*** Records supplied Section Begins ***
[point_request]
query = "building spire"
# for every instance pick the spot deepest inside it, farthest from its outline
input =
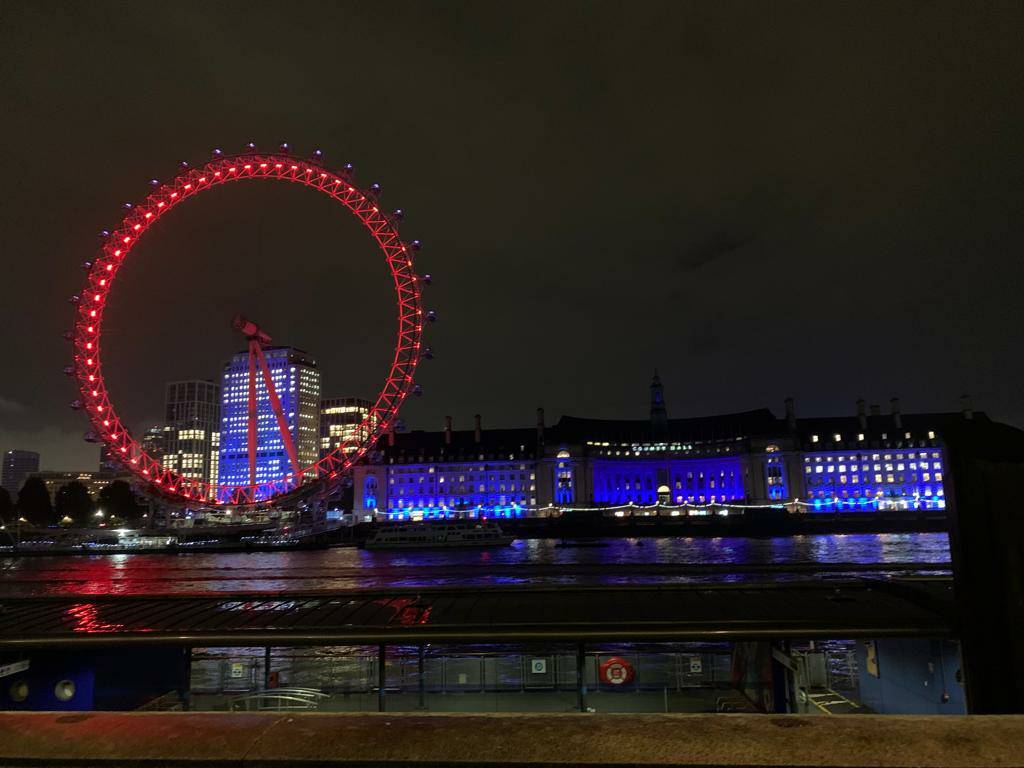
(658, 414)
*** Records supplied Section Ends ***
[Task to carry out]
Word for word, copy the lines from the one with "# for every" through the end of the entries above, and do not include any picture.

[Result of the exercise]
# for every instance pick the spot deepest inside it, farthest from its outline
input =
(658, 414)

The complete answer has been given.